## JOB
Rewrite everything from the line containing "Highlight white cap" down to the end of the listing, both included, keeping each request word for word with its sample coordinates untouched. Scale every box coordinate in the answers by 1.15, rounding to whole numbers with halves going up.

─── WORKING DATA ───

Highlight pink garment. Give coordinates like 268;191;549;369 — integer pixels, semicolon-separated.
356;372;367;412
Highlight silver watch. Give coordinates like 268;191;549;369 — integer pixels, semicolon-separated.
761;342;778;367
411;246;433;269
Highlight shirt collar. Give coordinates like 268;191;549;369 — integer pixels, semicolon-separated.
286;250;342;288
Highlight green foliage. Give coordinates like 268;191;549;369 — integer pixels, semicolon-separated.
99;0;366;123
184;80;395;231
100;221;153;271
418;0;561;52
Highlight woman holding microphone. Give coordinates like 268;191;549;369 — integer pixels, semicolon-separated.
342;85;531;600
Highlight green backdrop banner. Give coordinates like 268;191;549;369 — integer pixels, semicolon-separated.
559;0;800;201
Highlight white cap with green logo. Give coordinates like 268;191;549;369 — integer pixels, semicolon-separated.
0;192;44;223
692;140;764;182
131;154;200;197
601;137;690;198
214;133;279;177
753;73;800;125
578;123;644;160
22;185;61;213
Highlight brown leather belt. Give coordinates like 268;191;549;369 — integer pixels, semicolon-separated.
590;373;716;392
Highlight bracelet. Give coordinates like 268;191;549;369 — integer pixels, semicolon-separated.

───

## ANSWER TO THIS PROBLEM
Highlight white cap with green logo. Give coordinates like 268;191;549;369 — integer pixels, semicolon-separated.
0;221;51;256
796;161;879;209
151;177;230;227
691;158;794;228
246;153;321;204
866;84;920;144
665;141;741;184
25;213;70;245
Highlight brown leather belt. Give coordinates like 268;191;549;369 — integer pixels, semicolon-separated.
679;429;823;451
Highlight bracelet. Give coordinates like 268;191;549;369 — integer pixels, semicolon-separated.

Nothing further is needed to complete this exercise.